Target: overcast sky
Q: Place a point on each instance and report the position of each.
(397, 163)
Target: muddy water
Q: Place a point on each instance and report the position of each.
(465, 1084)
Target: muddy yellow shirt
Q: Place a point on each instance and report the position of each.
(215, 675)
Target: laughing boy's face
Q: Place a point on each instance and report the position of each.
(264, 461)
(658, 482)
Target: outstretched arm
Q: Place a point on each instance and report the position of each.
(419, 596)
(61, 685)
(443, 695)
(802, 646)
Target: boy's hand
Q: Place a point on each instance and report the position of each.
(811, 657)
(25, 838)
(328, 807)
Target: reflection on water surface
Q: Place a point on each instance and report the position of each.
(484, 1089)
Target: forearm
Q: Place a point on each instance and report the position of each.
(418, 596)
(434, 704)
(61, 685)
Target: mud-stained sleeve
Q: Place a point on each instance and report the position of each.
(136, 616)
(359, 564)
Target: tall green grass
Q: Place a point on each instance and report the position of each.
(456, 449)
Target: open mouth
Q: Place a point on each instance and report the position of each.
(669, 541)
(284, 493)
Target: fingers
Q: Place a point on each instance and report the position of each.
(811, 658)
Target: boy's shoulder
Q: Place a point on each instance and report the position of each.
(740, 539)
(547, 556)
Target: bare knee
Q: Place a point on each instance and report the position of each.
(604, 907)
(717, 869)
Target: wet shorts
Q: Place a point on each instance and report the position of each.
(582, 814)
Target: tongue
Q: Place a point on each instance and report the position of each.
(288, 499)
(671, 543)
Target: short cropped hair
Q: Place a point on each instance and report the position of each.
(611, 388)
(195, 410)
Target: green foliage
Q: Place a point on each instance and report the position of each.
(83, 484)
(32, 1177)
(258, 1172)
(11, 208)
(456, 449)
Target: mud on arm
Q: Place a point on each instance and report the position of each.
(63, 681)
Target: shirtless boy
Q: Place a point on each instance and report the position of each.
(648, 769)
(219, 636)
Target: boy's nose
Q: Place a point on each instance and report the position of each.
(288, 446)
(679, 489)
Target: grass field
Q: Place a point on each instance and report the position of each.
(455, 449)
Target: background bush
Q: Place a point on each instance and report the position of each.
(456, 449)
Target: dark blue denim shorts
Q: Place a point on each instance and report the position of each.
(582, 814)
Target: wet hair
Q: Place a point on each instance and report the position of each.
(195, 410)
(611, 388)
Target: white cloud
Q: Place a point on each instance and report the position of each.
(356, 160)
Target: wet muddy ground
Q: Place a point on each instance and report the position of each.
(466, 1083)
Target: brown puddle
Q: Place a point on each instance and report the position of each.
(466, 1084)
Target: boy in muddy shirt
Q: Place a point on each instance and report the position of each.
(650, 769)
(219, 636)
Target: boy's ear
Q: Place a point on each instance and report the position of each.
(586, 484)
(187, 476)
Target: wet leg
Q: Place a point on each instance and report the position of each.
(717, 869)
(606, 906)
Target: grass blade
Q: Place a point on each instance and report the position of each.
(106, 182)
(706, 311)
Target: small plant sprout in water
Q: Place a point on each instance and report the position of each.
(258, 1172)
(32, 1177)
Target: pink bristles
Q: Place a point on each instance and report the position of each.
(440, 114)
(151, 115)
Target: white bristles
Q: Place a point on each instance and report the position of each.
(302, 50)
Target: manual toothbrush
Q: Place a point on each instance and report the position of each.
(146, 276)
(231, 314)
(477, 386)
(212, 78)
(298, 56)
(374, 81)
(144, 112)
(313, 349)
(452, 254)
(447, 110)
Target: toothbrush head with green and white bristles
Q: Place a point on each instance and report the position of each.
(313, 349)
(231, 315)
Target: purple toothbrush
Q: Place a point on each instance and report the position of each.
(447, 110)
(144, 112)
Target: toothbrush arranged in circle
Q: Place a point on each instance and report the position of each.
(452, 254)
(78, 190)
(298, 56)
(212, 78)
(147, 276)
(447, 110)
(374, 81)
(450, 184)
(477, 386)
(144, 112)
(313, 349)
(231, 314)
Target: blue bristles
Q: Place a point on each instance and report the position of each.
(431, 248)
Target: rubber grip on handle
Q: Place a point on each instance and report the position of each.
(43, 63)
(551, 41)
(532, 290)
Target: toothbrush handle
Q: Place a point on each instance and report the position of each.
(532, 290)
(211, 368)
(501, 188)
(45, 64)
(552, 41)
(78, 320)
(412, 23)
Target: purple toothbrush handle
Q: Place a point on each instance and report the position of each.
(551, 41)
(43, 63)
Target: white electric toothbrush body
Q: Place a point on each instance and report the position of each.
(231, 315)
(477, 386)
----
SET TASK:
Rewrite all the lines above, changing "each instance" to "every object" wherever it occurs and leaving everything else as it is.

REPLY:
Target: overcast sky
Q: Place a point on every object and report the position of each.
(397, 163)
Target: muddy water
Q: Place a point on every object and report the position of each.
(465, 1084)
Target: muddy yellow shirt
Q: Place a point on every object and report the position of each.
(215, 675)
Target: laughing boy's face
Q: Place a point on every object and report the position of each.
(264, 461)
(658, 482)
Target: outstretched arm
Q: Place a point on every object and report the position of each.
(419, 596)
(61, 685)
(443, 695)
(802, 646)
Target: boy's hand
Q: Place a point on every object and report the position of each.
(811, 657)
(25, 838)
(328, 807)
Target: reflection on water surface
Q: Place a point on every object and report the position of each.
(484, 1089)
Target: forearm
Q: Place a point on every object and report the position of each.
(418, 596)
(434, 704)
(61, 685)
Target: mud-stained sleeve
Q: Place a point on every object and report the position of each.
(136, 616)
(359, 564)
Target: tall green grass
Q: Place a point on every object and report the position of each.
(456, 449)
Target: open mouth
Q: Place a point on every object and report the position of each.
(669, 541)
(284, 493)
Target: fingers
Q: Place a point on every object and report the position of each.
(811, 658)
Target: boy's shoulder
Q: Place a point on every object and report the position of each.
(740, 539)
(547, 556)
Target: bare knee
Q: Place a point on every object and report the position of each.
(604, 907)
(717, 869)
Target: wet shorts
Q: Place a point on every object and report the position of each.
(582, 814)
Target: tongue
Q: Place a point on every object and report the position of each.
(288, 499)
(671, 543)
Target: short cropped hair
Q: Place a point on every object and report the position of each.
(611, 388)
(195, 410)
Target: green foliage
Q: Place a point on every object and report the position of each.
(83, 484)
(32, 1177)
(258, 1172)
(11, 208)
(456, 449)
Target: mud on arm
Q: Place a point on every object and report the position of each.
(63, 681)
Target: shirtless boy
Q: Place a point on every object and report the position of each.
(648, 769)
(219, 636)
Target: boy's nose
Q: Place a point on every object and report the position of each.
(288, 446)
(679, 489)
Target: grass field
Q: Place a point on every object and report the position of each.
(455, 449)
Target: background bush
Q: Place a point on every object and report the position of each.
(456, 449)
Target: dark blue denim shorts
Q: Place a point on every object and report the position of each.
(582, 814)
Target: wet hair
Q: Place a point on every object and report the position of each.
(195, 410)
(611, 388)
Target: white cloud
Q: Place a point on every object and report the position of each.
(356, 160)
Target: wet muddy ground
Q: Place a point on every object and report the position of each.
(466, 1083)
Target: brown puddle
Q: Place a point on every object and report the position of each.
(466, 1084)
Target: boy in muddy shirt
Q: Place a point on every object and report the position of each.
(650, 769)
(219, 636)
Target: boy's ear
Q: Place a point on every object and report the position of each.
(586, 484)
(187, 476)
Target: wet leg
Q: Place a point on every object and report the position of each.
(717, 869)
(606, 906)
Target: grass blade
Q: Place a point on every object and report the position of each.
(106, 182)
(706, 311)
Target: small plant sprout in water
Q: Place a point on every object and report the position of each.
(258, 1172)
(32, 1177)
Target: pink bristles
Q: Place a point on every object and report the position of each.
(440, 114)
(151, 115)
Target: white bristles
Q: Place a point on every object and report the position of each.
(302, 50)
Target: manual toothbrush
Q: Place a point on every object and report the position of each.
(146, 276)
(231, 314)
(477, 386)
(212, 78)
(298, 56)
(374, 81)
(144, 112)
(313, 349)
(452, 254)
(447, 110)
Target: toothbrush head with green and white bristles
Q: Place a point on every object and report the position of each.
(313, 349)
(231, 315)
Target: purple toothbrush
Q: Place a point on every object and report the position of each.
(447, 110)
(144, 112)
Target: toothbrush arranged in circle
Q: Place a point on every object and report the position of each.
(452, 254)
(78, 190)
(298, 56)
(212, 78)
(147, 276)
(447, 110)
(374, 81)
(450, 184)
(477, 386)
(144, 112)
(313, 349)
(231, 314)
Target: blue bristles
Q: Place a point on every object and report the position of each.
(431, 248)
Target: rubber grip on handle
Q: Place a point on every object and report the position of each.
(43, 63)
(551, 41)
(532, 290)
Target: toothbrush handle
Q: Place a point on every object and report the position of each.
(532, 290)
(211, 368)
(501, 188)
(45, 64)
(552, 41)
(78, 320)
(412, 23)
Target: purple toothbrush handle
Q: Place a point on every object and report the position of each.
(551, 41)
(43, 63)
Target: white electric toothbrush body
Q: Place a point on every object and report the position of each.
(231, 315)
(477, 386)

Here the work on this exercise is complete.